* Document extract *
How much do we know about the consequences of exposure to rubber mulch? And how do we feel about the idea of sending our children to schools that have playgrounds covered in ground tire mulch?

This is one of the issues discussed at the “Committee on Children” meeting, held on Thursday, March 1, 2018 at the State Capitol Building in Hartford. During this session the assembly reviewed Bill No. 5188, number three on the agenda, and raised important questions regarding the potential hazard of recycled tire rubber at municipal and public schools playgrounds. The debate saw the assembly members discussing the topic and bringing interesting findings to the table. Some members firmly believed in the carcinogenic effects of rubber mulch, and its consequential danger for young children; some others argued that there is no sufficient evidence to conclude that recycled rubber should be banned from playgrounds.

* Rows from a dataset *
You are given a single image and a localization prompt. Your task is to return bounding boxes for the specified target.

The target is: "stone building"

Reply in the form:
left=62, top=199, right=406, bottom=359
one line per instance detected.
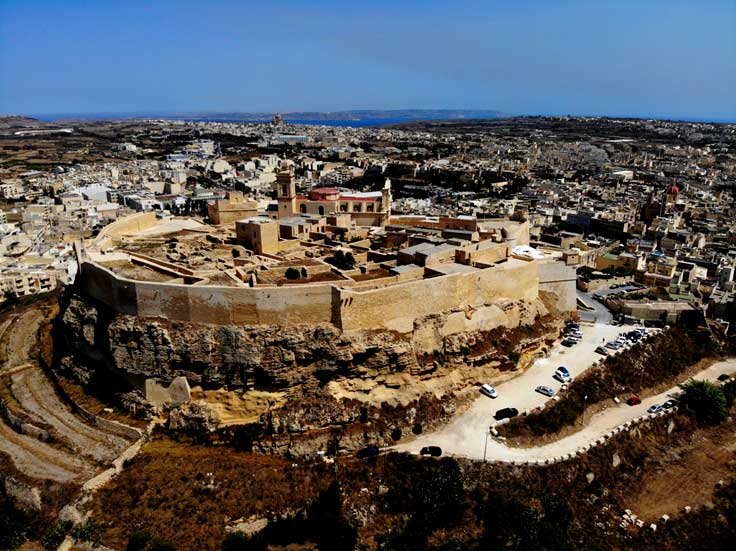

* Task requirements *
1. Rewrite the rubber mulch text from "This is one" to "banned from playgrounds.", replacing "assembly" with "committee".
2. Answer these questions from the rubber mulch text, one answer per line:
(a) What kind of mulch covers the school playgrounds mentioned in the opening question?
(b) Which bill did the assembly review?
(c) Where was the meeting held?
3. List every term the rubber mulch text uses for the rubber material placed on playgrounds.

* Responses for each task *
1.
This is one of the issues discussed at the “Committee on Children” meeting, held on Thursday, March 1, 2018 at the State Capitol Building in Hartford. During this session the committee reviewed Bill No. 5188, number three on the agenda, and raised important questions regarding the potential hazard of recycled tire rubber at municipal and public schools playgrounds. The debate saw the committee members discussing the topic and bringing interesting findings to the table. Some members firmly believed in the carcinogenic effects of rubber mulch, and its consequential danger for young children; some others argued that there is no sufficient evidence to conclude that recycled rubber should be banned from playgrounds.

2.
(a) Ground tire mulch.
(b) Bill No. 5188.
(c) At the State Capitol Building in Hartford.

3.
rubber mulch
ground tire mulch
recycled tire rubber
recycled rubber